Vorliegender Auszug:
======

Zapfenstreich in der Innenstadt von Sydney. Es ist vier Uhr morgens, noch stockdunkel und bitterkalt. Es nieselt. Trotzdem drängen sich ein paar tausend Menschen am Martin Place um das Denkmal des unbekannten Soldaten. So wie jeden ANZAC-Day. Immer am 25. April wird der Landung australischer Truppen in Gallipoli gedacht, einer zerklüfteten, türkischen Halbinsel, von der fast 9.000 Australier nicht wieder zurückkehren sollten.
In Frankreich, an der Westfront, fielen dreimal so viele australische Soldaten wie in der Türkei - allein bei Fromelles starben 5000 Mann an nur einem einzigen Tag. Es waren die schwärzesten 24 Stunden in der Geschichte Australiens. "Trotzdem ist Fromelles nur ein Ortsname", sagt die Militärhistorikerin Joan Beaumont. Gallipoli aber sei Folklore.
"Wir erinnern uns an Gallipoli, weil es die erste große Militärkampagne im Ersten Weltkrieg war, an der Australien beteiligt war. Nicht als Kolonie, sondern als eigenständiger Staatenbund. Diese erste Schlacht beschäftigt uns bis heute, denn Gallipoli gilt als Australiens Feuertaufe."
Militärisch war Gallipoli ein Desaster. Das britische Oberkommando ließ die Australier am falschen Uferabschnitt landen, die Verluste waren hoch. "Der folgende, erbitterte Grabenkrieg forderte noch mehr Opfer", erklärt Ashley Ekins vom australischen Militärmuseum in Canberra. Trotzdem wurde Gallipoli über die Jahre zu Australiens D-Day.

======

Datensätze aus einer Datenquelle
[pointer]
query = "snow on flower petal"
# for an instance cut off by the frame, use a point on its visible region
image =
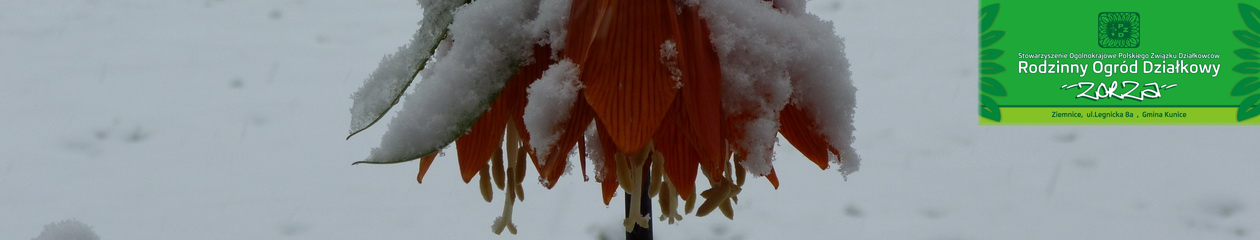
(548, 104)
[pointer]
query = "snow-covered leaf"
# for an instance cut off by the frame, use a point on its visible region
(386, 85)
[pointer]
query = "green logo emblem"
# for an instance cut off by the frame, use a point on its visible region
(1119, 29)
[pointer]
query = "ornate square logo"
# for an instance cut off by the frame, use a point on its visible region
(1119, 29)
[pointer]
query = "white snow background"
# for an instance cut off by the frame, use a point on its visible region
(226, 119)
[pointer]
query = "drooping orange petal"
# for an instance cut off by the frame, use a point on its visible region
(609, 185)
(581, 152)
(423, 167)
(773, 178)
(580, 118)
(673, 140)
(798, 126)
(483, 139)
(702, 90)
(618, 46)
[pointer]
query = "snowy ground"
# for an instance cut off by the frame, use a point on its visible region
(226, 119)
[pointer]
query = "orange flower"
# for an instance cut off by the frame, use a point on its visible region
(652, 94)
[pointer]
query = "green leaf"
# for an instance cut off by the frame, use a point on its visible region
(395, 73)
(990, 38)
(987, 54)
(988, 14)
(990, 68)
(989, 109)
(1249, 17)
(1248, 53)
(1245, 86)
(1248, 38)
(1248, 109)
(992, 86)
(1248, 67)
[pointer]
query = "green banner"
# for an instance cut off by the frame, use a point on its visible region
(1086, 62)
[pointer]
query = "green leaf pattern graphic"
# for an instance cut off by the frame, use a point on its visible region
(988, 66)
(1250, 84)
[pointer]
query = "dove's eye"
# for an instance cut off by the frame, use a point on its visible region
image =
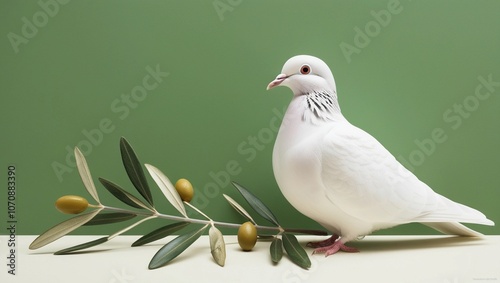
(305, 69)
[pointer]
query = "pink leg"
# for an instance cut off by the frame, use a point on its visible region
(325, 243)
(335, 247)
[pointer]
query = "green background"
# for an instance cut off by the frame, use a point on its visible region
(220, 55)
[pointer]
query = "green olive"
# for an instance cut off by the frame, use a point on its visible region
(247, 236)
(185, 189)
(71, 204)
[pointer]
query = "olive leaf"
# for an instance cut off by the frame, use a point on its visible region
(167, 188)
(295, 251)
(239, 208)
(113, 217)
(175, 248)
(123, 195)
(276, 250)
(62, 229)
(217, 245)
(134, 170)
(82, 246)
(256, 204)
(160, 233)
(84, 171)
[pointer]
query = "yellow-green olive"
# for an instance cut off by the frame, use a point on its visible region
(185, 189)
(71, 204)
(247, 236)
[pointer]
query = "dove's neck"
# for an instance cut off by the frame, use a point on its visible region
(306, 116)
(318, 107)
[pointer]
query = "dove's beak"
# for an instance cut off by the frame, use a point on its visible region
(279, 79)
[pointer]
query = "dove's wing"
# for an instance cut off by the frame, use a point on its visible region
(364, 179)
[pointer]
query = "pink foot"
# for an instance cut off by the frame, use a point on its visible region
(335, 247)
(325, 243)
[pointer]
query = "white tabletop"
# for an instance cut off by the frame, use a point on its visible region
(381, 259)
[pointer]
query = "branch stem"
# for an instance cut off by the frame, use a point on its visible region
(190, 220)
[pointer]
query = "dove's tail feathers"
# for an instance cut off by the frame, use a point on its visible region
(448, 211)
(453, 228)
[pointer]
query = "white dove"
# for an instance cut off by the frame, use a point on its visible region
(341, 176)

======

Ziel der Übung: Schreibe den Text über den ANZAC-Day zwischen „In Frankreich, an“ und „aber sei Folklore.“ einschließlich neu ab und ersetze darin „Fromelles“ durch „Pozières“. Das Material wird hier nicht gebraucht.

Deine Antwort:
In Frankreich, an der Westfront, fielen dreimal so viele australische Soldaten wie in der Türkei - allein bei Pozières starben 5000 Mann an nur einem einzigen Tag. Es waren die schwärzesten 24 Stunden in der Geschichte Australiens. "Trotzdem ist Pozières nur ein Ortsname", sagt die Militärhistorikerin Joan Beaumont. Gallipoli aber sei Folklore.